## SOURCE TEXT
↓↓↓

European Rail Infrastructure Managers (EIM)
- Formation: 2002
- Type: sector association
- Purpose: To represent the common interests of the railway infrastructure managers at European level
- Headquarters: Square de Meeûs 1 B-1000-Brussels
- Location: Brussels, Belgium;
- Region served: Europe
- Membership: Rail infrastructure managers
- Official language: English
- President: Miguel Cruz (Infraestruturas de Portugal)
- Vice Presidents: John Voppen (ProRail); Alain Quinet (SNCF Réseau); Piotr Wyborski (PKP PLK);
- Executive Director: Monika Heiming
- Manager Internal Affairs: Sandrine Roussel
- Website: www.eimrail.org

= European Rail Infrastructure Managers =

Transport industry association

European Rail Infrastructure Managers (EIM) is a sector association that represents the interests of European rail infrastructure managers. Members consist of owners/managers of infrastructure from most European/EEA countries.

EIM was formally established during 2002 following the liberalisation of the European railway market to promote the interests of independent rail infrastructure managers in the EU and the European Economic Area (EEA). EIM is a founding member of the Platform for European Rail Infrastructure Managers (PRIME), a member of the Group of Representative Bodies, and a member of the Management Board of the European Union Agency for Railways (ERA).

==History and stances==
EIM was created in 2002 with the principal purpose of providing a single voice to represent its members vis-à-vis the relevant European institutions and sector stakeholders. EIM also assists members in developing their businesses through the sharing of experiences and contributing to the technical and safety activities of the European Union Agency for Railways (ERA).

EIM has periodically engaged with legislators such as with the European Commission during the formulation or alteration of legislation pertaining to the rail sector, typically advocating for the independence of infrastructure managers and measures to promote competitive forces and greater liberalisation. Specifically, it has directly communicated with regulators and legislators on both the technical and operational aspects on the long term deployment plans for the European Rail Traffic Management System (ERTMS) and the Single European Railway Area (SERA) initiative.

Fostering cooperation and coordination between its member infrastructure managers has also been an important activity; EIM has spoken out on the need for future infrastructure deployment schemes to maintain interoperability requirements and to embrace common practices. It has also monitored the benefits of certain programmes, such as the adaption of rail infrastructure to better accommodate climate challenges. EIM had been an advocate of the use of public–private partnerships (PPP). Specifically, it has encouraged the inclusion of private entities in the provision of both services and infrastructure; it has observed several major projects being completed via PPPs, such as the Channel Tunnel, the Öresund Bridge, and LGV Sud Europe Atlantique.

↑↑↑

## STORED DATA

↓↓↓

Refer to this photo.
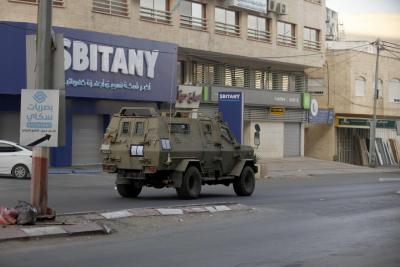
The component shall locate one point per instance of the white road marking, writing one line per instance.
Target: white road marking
(389, 179)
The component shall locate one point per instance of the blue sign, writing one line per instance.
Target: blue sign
(231, 105)
(324, 116)
(97, 65)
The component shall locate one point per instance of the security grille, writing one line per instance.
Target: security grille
(113, 7)
(243, 77)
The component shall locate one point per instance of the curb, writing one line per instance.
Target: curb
(18, 233)
(15, 232)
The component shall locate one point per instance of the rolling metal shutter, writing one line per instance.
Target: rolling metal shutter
(87, 134)
(292, 137)
(9, 126)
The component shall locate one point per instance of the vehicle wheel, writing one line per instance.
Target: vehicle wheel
(191, 184)
(20, 171)
(129, 190)
(245, 183)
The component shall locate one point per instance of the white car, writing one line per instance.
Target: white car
(15, 160)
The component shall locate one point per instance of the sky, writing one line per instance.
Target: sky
(368, 18)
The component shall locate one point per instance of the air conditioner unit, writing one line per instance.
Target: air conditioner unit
(282, 10)
(271, 5)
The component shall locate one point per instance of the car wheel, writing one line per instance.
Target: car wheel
(20, 171)
(129, 190)
(191, 184)
(245, 183)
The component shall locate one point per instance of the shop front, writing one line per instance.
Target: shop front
(103, 73)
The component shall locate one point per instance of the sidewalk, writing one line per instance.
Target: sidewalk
(304, 166)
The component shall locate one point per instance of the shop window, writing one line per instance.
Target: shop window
(56, 3)
(193, 15)
(139, 128)
(359, 87)
(180, 128)
(115, 7)
(311, 39)
(286, 34)
(394, 91)
(380, 86)
(258, 28)
(227, 22)
(155, 10)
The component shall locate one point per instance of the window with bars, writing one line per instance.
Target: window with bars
(311, 39)
(227, 22)
(235, 76)
(258, 28)
(286, 34)
(193, 15)
(56, 3)
(155, 10)
(111, 7)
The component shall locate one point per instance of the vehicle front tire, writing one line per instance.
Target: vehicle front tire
(191, 184)
(245, 183)
(20, 171)
(129, 190)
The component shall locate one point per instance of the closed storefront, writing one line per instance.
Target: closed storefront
(292, 139)
(86, 139)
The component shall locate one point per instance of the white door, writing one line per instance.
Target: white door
(87, 134)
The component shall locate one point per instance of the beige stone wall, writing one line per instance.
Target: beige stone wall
(78, 14)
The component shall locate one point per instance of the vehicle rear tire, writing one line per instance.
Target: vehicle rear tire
(245, 183)
(20, 171)
(191, 184)
(129, 190)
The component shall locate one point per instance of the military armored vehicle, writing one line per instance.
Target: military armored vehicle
(145, 148)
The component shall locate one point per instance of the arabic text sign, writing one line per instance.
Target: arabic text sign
(39, 117)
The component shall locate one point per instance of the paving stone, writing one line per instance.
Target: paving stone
(170, 211)
(83, 228)
(11, 233)
(44, 231)
(144, 212)
(194, 210)
(116, 214)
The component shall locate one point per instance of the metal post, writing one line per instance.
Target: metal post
(39, 181)
(372, 150)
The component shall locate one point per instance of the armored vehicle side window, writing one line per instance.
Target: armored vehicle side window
(181, 128)
(139, 129)
(125, 127)
(225, 134)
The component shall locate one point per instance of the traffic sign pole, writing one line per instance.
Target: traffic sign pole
(43, 81)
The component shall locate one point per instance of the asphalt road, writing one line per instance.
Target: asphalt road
(330, 220)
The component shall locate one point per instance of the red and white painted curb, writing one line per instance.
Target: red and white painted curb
(15, 232)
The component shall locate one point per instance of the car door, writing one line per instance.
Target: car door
(8, 157)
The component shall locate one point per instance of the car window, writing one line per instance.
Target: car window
(6, 148)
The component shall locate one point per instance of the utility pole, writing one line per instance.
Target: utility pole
(372, 149)
(44, 76)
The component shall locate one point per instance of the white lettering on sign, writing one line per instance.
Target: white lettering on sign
(229, 96)
(112, 59)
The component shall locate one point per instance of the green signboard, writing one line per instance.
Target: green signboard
(364, 123)
(306, 100)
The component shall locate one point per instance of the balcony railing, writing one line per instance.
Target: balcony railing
(193, 23)
(287, 40)
(160, 16)
(227, 29)
(263, 36)
(312, 45)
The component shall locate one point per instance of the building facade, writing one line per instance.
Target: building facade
(346, 85)
(124, 53)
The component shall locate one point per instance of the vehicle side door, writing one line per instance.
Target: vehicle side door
(8, 157)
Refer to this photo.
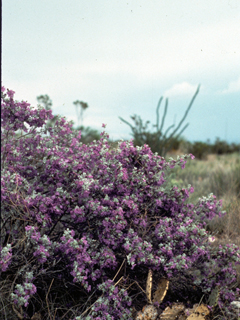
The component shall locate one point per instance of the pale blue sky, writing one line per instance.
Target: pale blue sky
(121, 56)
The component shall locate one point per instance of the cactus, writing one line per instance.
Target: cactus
(158, 141)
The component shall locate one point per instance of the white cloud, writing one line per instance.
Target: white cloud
(180, 89)
(233, 86)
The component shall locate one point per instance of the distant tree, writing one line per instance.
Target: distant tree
(83, 106)
(159, 141)
(46, 102)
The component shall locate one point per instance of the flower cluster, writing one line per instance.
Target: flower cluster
(5, 257)
(86, 209)
(112, 304)
(42, 245)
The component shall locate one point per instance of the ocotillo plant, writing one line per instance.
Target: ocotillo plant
(158, 141)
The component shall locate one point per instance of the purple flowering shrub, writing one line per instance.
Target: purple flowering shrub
(81, 225)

↑↑↑

## CHALLENGE A
Answer these questions using the text on European Rail Infrastructure Managers:
(i) Who is listed as Executive Director?
(ii) EIM belongs to the Management Board of which agency?
(iii) Which three major projects does the text name as completed via public–private partnerships?
## CHALLENGE B
From the text on European Rail Infrastructure Managers, output the passage that begins at the words "EIM was formally" and stops after the words "Board of the European Union Agency for Railways (ERA).".

## WORKED ANSWER A
(i) Monika Heiming
(ii) The European Union Agency for Railways (ERA)
(iii) The Channel Tunnel, the Öresund Bridge, and LGV Sud Europe Atlantique

## WORKED ANSWER B
EIM was formally established during 2002 following the liberalisation of the European railway market to promote the interests of independent rail infrastructure managers in the EU and the European Economic Area (EEA). EIM is a founding member of the Platform for European Rail Infrastructure Managers (PRIME), a member of the Group of Representative Bodies, and a member of the Management Board of the European Union Agency for Railways (ERA).